**Exercise task**
Every record below should be printed exactly as given.

**Data provided**
__________

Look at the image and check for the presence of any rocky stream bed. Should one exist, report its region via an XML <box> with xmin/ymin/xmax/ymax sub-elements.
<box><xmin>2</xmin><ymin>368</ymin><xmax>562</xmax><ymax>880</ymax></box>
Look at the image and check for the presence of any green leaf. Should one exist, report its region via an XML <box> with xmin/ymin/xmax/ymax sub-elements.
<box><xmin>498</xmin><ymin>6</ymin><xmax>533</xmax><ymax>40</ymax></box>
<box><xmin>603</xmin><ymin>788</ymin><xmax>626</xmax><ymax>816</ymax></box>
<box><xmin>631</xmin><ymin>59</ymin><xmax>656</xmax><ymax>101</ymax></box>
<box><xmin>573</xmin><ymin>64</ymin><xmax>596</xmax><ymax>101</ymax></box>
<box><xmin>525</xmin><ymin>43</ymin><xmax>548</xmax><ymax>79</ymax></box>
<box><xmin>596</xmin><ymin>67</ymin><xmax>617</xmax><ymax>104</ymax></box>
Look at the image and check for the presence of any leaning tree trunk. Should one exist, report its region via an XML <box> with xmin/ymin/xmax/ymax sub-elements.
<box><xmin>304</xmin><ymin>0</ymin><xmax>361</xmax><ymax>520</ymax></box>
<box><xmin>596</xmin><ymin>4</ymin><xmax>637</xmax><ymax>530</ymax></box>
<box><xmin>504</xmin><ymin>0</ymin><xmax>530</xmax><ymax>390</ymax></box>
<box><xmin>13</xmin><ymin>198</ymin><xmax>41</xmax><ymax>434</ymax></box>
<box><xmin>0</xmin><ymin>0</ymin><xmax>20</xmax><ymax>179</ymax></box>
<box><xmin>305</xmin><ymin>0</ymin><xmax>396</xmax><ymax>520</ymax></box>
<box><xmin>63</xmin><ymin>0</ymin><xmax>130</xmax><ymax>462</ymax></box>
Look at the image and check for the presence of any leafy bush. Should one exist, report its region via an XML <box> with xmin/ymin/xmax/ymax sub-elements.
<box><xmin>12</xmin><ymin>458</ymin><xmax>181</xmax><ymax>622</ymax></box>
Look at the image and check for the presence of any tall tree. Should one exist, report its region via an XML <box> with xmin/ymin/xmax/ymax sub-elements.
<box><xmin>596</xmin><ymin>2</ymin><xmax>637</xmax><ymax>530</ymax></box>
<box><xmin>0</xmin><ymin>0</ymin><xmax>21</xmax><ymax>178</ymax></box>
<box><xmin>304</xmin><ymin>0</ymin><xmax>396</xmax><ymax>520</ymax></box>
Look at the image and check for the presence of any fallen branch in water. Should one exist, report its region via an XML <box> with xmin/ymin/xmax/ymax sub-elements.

__________

**Complete output**
Look at the image and check for the presence of any rocky stream bed. Should one exist, report its region via an XML <box> with xmin/ymin/xmax/ymax sub-elements.
<box><xmin>2</xmin><ymin>368</ymin><xmax>562</xmax><ymax>880</ymax></box>
Look at the image and check for the presence of any green leaf. Should one exist, report its region via an XML <box> with xmin/ymin/xmax/ymax sub-elements.
<box><xmin>498</xmin><ymin>6</ymin><xmax>533</xmax><ymax>40</ymax></box>
<box><xmin>603</xmin><ymin>788</ymin><xmax>626</xmax><ymax>816</ymax></box>
<box><xmin>631</xmin><ymin>59</ymin><xmax>656</xmax><ymax>101</ymax></box>
<box><xmin>573</xmin><ymin>64</ymin><xmax>596</xmax><ymax>101</ymax></box>
<box><xmin>525</xmin><ymin>43</ymin><xmax>548</xmax><ymax>79</ymax></box>
<box><xmin>596</xmin><ymin>67</ymin><xmax>617</xmax><ymax>104</ymax></box>
Look at the image and check for the presence of any leaning tree trunk. Should one exist, report its region via an XML <box> with xmin/ymin/xmax/ymax sub-elements.
<box><xmin>304</xmin><ymin>0</ymin><xmax>361</xmax><ymax>520</ymax></box>
<box><xmin>596</xmin><ymin>4</ymin><xmax>637</xmax><ymax>530</ymax></box>
<box><xmin>504</xmin><ymin>0</ymin><xmax>530</xmax><ymax>390</ymax></box>
<box><xmin>13</xmin><ymin>198</ymin><xmax>41</xmax><ymax>434</ymax></box>
<box><xmin>0</xmin><ymin>0</ymin><xmax>20</xmax><ymax>179</ymax></box>
<box><xmin>305</xmin><ymin>0</ymin><xmax>396</xmax><ymax>520</ymax></box>
<box><xmin>63</xmin><ymin>0</ymin><xmax>130</xmax><ymax>462</ymax></box>
Look at the image and check for the presence of any leafy bush. Should one exist, report its region via an XML <box> with xmin/ymin/xmax/ymax sub-elements.
<box><xmin>12</xmin><ymin>458</ymin><xmax>181</xmax><ymax>622</ymax></box>
Look at the image and check for the presence of any tall tree. Should one exist, report its region via an XML <box> with xmin/ymin/xmax/ymax sub-elements.
<box><xmin>596</xmin><ymin>2</ymin><xmax>637</xmax><ymax>530</ymax></box>
<box><xmin>0</xmin><ymin>0</ymin><xmax>21</xmax><ymax>178</ymax></box>
<box><xmin>304</xmin><ymin>0</ymin><xmax>396</xmax><ymax>520</ymax></box>
Look at the image and check for the presence of any fallen branch in water. Should one exist, report its region via an XML <box> with xmin/ymin/xmax/ymax sub-elements.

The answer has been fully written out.